Reproduce the entire forum thread below about knowing what you know, word for word.

# Selected extract

****************************************

Oi, you guys are confusing me!  How can I not know what I know?


----------



## Yeti

> How can I not know what I know?


Because you don't know that you don't know it


----------



## Bobo

Yeti said:
			
		

> Because you don't know that you don't know it


But then I never really knew that I knew it, regardless of whether I know that I know it


----------



## Cromewell

you cannot know, you cannot not know what you're knowing.

You think you know, but you don't know, so you don't know that you don't know, you know?


----------



## Bobo

Cromewell said:
			
		

> you cannot know, you cannot not know what you're knowing.


  Yes I can! 



			
				Cromewell said:
			
		

> You think you know, but you don't know, so you don't know that you don't know, you know?



But how can I think I know because if I never really knew, then I don't know what to think to know.  And no, I don't know that I don't know, because, of course, if I don't know, then I don't know that I don't know.  But that also means that I can't think that I know it, because I don't know what I don't think I don't know


----------



## SFR

Cromewell said:
			
		

> you cannot know, you cannot not know what you're knowing.
> 
> You think you know, but you don't know, so you don't know that you don't know, you know?


 

I know.  All I was saying is that if you dont know what you know then how can you know that you dont know what you know


----------



## Cromewell

> I know. All I was saying is that if you dont know what you know then how can you know that you dont know what you know


ok this is getting like an episode of friends  this should really stop


----------



## Praetor

Yes indeed it will stop.


----------



## stalex111

And Stop it will, because bobo knows that what he knows doesn't know what you know!!
Ok i'll stop
Nice about the episode of friends!

****************************************

# Raw data
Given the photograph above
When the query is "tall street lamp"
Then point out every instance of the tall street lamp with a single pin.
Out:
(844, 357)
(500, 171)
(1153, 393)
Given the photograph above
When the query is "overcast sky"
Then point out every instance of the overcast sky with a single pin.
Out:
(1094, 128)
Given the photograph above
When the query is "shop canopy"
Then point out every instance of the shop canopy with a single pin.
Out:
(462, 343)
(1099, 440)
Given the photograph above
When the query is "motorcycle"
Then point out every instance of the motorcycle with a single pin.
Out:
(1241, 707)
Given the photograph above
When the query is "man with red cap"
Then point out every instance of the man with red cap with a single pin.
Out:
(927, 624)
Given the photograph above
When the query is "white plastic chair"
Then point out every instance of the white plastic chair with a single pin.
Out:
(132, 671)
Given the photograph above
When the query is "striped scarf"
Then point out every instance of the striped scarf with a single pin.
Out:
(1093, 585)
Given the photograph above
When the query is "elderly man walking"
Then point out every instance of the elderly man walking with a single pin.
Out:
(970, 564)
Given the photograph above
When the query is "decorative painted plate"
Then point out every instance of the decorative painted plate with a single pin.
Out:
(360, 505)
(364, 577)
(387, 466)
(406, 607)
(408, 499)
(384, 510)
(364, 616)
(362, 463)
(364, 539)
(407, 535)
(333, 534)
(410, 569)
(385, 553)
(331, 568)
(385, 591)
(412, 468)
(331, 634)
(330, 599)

****************************************

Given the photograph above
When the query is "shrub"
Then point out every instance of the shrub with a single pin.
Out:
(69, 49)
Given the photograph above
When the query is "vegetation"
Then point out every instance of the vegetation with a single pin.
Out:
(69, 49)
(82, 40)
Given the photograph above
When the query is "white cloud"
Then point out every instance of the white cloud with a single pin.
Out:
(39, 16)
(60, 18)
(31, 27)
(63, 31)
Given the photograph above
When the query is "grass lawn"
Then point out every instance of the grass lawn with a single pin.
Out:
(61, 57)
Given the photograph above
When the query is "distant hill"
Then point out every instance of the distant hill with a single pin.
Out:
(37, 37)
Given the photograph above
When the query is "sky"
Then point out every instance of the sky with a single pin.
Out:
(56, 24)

****************************************

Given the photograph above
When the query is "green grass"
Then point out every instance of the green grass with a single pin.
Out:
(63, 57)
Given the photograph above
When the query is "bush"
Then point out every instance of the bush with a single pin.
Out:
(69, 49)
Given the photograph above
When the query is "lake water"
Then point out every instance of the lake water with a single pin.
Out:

****************************************

# Answer to the exercise
Oi, you guys are confusing me!  How can I not know what I know?


----------



## Yeti

> How can I not know what I know?


Because you don't know that you don't know it


----------



## Bobo

Yeti said:
			
		

> Because you don't know that you don't know it


But then I never really knew that I knew it, regardless of whether I know that I know it


----------



## Cromewell

you cannot know, you cannot not know what you're knowing.

You think you know, but you don't know, so you don't know that you don't know, you know?


----------



## Bobo

Cromewell said:
			
		

> you cannot know, you cannot not know what you're knowing.


  Yes I can! 



			
				Cromewell said:
			
		

> You think you know, but you don't know, so you don't know that you don't know, you know?



But how can I think I know because if I never really knew, then I don't know what to think to know.  And no, I don't know that I don't know, because, of course, if I don't know, then I don't know that I don't know.  But that also means that I can't think that I know it, because I don't know what I don't think I don't know


----------



## SFR

Cromewell said:
			
		

> you cannot know, you cannot not know what you're knowing.
> 
> You think you know, but you don't know, so you don't know that you don't know, you know?


 

I know.  All I was saying is that if you dont know what you know then how can you know that you dont know what you know


----------



## Cromewell

> I know. All I was saying is that if you dont know what you know then how can you know that you dont know what you know


ok this is getting like an episode of friends  this should really stop


----------



## Praetor

Yes indeed it will stop.


----------



## stalex111

And Stop it will, because bobo knows that what he knows doesn't know what you know!!
Ok i'll stop
Nice about the episode of friends!